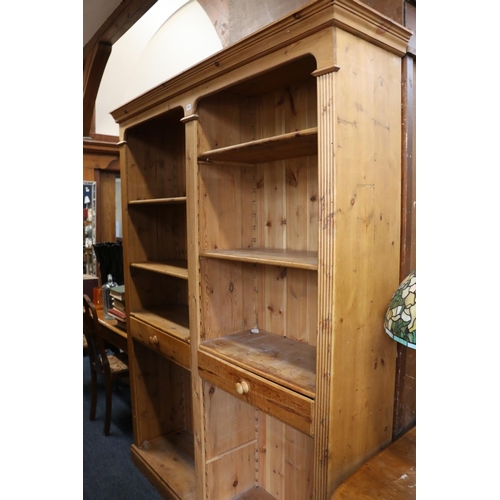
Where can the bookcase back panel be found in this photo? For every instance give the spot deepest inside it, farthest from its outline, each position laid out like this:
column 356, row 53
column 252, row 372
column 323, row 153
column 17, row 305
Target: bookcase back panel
++++++++
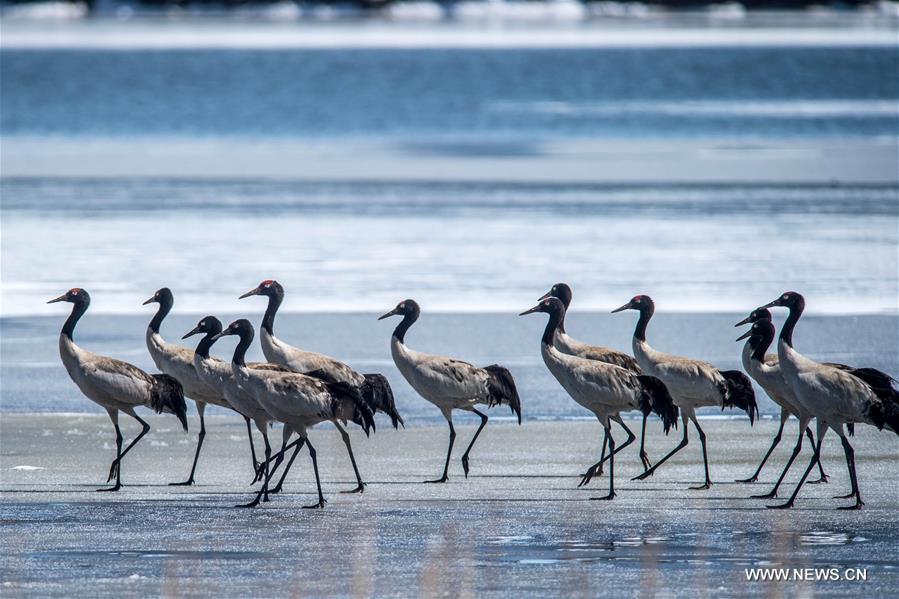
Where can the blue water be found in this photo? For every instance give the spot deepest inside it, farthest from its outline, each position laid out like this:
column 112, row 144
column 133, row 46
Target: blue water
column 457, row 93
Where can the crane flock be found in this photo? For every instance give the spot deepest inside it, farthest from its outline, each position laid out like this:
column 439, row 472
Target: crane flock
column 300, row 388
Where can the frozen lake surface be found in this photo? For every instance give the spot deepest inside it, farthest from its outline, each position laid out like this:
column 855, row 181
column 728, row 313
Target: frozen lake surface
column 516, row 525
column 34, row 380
++++++++
**THE EXERCISE**: List each line of the entries above that contains the word "like", copying the lines in full. Case counts.

**PROBLEM SOLUTION**:
Where can the bookcase back panel be found in this photo? For every instance give the spot deepest inside it, farthest from its outline, each position laid out like this:
Where can the blue water be found in this photo? For every instance give the spot deepest inside it, farthest from its outline, each position laid out like this:
Where can the crane flock be found in this photo? For every instance give the spot deepest inside it, farthest from its outline, each position laid out like this:
Where can the frozen lake surface be found in this photo? For every instance give the spot deepest inside it, farthest from its outline, each position laid out like this:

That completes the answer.